Start of Provided information

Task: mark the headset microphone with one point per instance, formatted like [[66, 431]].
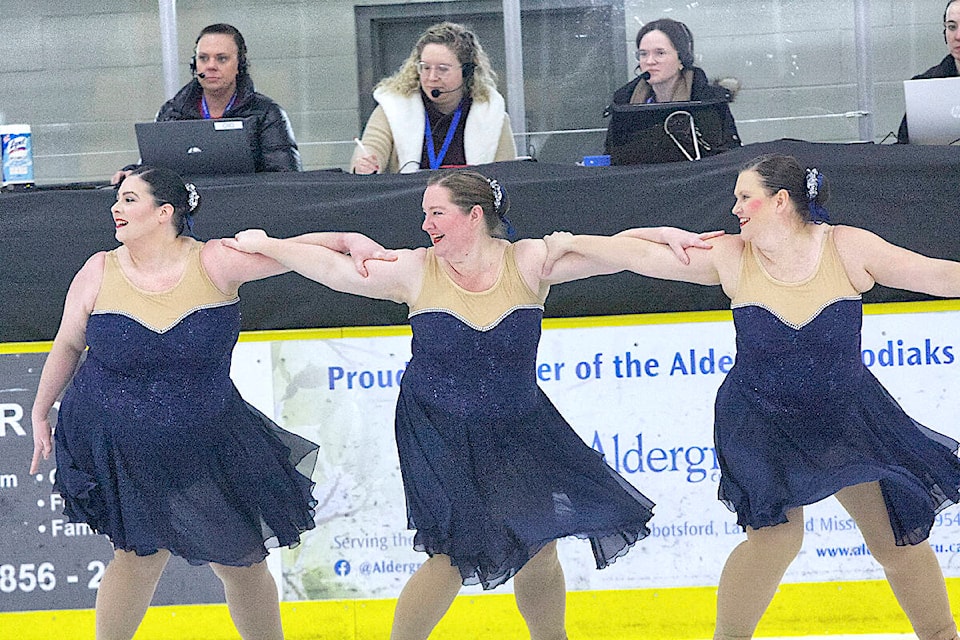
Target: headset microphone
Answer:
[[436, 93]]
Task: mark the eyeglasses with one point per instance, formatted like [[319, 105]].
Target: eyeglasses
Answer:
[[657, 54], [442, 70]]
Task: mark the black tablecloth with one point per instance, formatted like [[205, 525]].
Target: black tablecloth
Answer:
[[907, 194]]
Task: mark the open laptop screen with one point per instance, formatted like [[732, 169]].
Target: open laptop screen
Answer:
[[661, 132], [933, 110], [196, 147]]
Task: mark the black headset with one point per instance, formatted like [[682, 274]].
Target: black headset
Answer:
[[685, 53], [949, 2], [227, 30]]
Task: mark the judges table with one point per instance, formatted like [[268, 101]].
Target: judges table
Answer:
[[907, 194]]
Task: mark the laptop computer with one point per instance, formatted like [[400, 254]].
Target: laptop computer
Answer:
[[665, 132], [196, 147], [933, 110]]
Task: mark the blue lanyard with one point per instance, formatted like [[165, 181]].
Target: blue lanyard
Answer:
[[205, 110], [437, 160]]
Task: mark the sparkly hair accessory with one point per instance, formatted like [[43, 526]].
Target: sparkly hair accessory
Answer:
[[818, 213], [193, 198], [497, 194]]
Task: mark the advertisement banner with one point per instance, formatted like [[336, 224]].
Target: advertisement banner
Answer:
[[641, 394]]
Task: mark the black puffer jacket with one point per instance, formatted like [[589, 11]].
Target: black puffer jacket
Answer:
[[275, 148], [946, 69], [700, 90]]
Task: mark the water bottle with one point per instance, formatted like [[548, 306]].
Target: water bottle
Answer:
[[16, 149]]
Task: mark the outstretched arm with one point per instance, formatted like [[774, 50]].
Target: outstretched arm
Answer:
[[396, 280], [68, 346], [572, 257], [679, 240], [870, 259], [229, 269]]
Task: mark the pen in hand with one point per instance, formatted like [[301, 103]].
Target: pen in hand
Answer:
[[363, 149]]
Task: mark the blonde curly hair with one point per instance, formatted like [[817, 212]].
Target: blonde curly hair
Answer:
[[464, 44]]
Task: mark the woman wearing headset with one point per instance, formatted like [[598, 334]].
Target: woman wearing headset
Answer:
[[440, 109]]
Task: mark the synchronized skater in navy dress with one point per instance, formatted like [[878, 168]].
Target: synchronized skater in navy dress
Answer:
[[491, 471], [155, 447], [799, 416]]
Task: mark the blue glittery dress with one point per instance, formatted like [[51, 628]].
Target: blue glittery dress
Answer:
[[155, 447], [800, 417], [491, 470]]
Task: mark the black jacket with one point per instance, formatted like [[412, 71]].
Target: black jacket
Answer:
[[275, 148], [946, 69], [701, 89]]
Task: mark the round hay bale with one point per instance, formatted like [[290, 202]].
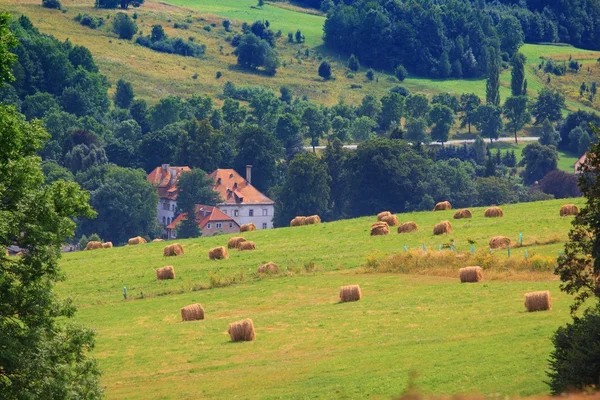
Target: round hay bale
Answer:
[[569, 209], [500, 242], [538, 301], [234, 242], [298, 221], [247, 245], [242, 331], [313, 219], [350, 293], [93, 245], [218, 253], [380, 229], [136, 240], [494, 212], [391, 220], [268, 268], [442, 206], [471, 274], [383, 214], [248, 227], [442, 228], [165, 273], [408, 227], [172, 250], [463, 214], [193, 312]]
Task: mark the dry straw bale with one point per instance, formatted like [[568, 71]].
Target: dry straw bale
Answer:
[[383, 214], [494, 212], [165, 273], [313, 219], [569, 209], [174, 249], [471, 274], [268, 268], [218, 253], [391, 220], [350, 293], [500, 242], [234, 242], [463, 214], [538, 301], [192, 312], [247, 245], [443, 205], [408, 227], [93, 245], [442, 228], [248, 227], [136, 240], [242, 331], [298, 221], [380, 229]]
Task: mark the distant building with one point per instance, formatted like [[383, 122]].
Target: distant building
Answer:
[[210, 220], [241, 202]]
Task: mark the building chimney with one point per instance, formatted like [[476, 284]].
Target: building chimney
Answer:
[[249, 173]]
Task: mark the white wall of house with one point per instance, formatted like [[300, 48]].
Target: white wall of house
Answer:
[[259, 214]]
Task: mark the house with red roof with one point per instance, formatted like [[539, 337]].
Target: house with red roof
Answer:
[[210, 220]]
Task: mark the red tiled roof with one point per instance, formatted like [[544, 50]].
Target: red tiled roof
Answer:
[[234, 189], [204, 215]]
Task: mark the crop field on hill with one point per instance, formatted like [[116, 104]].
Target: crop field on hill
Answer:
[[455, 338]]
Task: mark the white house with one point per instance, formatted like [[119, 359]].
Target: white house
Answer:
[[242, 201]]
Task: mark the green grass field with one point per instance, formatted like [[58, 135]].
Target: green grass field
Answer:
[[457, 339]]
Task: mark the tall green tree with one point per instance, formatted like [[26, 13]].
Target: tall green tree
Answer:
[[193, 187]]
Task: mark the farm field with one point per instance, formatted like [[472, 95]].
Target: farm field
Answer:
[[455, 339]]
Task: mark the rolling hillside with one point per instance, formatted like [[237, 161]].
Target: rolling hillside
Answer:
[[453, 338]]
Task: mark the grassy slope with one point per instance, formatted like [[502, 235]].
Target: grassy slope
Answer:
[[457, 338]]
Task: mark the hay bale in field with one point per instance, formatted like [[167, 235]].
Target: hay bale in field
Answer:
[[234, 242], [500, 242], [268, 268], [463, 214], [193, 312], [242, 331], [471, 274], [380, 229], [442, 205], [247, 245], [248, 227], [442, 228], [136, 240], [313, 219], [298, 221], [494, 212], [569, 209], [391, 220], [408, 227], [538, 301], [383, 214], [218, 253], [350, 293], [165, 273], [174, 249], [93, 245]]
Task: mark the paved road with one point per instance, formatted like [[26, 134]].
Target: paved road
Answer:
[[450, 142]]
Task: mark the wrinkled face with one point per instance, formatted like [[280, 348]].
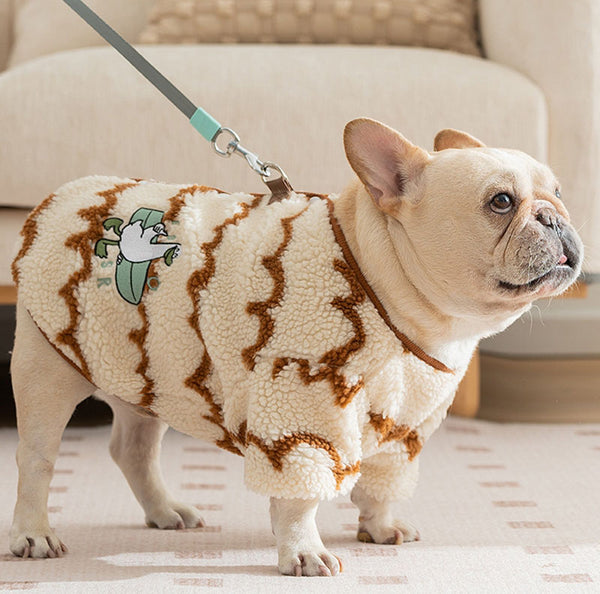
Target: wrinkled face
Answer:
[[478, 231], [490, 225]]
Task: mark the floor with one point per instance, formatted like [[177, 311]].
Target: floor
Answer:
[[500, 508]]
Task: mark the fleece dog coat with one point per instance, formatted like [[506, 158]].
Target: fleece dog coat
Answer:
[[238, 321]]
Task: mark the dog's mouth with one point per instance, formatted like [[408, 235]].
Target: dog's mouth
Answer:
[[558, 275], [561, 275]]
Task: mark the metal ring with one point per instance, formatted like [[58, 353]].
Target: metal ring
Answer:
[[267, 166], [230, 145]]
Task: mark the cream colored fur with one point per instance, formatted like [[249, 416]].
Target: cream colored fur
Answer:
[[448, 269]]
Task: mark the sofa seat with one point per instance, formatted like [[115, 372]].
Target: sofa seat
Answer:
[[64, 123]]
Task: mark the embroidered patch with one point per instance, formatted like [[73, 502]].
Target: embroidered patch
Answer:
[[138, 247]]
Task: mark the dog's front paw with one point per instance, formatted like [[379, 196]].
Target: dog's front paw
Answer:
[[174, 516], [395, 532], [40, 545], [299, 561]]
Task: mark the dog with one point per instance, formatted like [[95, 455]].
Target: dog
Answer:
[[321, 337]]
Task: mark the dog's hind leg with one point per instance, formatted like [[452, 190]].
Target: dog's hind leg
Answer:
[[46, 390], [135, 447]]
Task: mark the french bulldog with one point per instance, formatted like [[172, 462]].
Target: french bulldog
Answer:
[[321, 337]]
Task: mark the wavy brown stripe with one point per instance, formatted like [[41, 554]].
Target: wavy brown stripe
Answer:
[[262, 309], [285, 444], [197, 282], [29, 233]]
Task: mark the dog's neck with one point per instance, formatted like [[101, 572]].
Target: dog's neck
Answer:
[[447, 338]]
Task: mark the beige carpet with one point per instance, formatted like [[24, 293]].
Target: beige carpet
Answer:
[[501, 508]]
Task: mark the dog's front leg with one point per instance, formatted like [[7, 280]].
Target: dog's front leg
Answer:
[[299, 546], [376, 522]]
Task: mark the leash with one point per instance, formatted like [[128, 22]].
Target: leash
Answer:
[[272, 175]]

End of Provided information

▶ [Brief]:
Lay out the items as a numbered list, covering the stretch from the first line through the line containing "[[685, 53], [949, 2], [227, 30]]". Skip blank lines and leave out the pictures.

▶ [Solution to this task]:
1. Task: mark the headset microphone with one point per instance, formatted like [[66, 431]].
2. Target: headset microphone
3. Answer:
4. [[436, 93]]
5. Task: mark the eyeglasses with one point per instance, formatted like [[319, 105]].
6. Target: eyeglasses
7. Answer:
8. [[657, 54], [442, 70]]
9. Task: mark the black tablecloth with one point per instance, formatted like [[205, 525]].
10. Target: black tablecloth
11. Answer:
12. [[907, 194]]
13. Task: mark the open laptop screen with one point per instance, formatted like [[732, 169]].
14. Target: open laptop screen
15. Answer:
16. [[661, 132], [933, 110], [196, 147]]
17. Task: mark the black headset with one point per instance, formatted like [[682, 274]].
18. Target: black headset
19. Answer:
20. [[685, 53], [949, 2], [227, 30]]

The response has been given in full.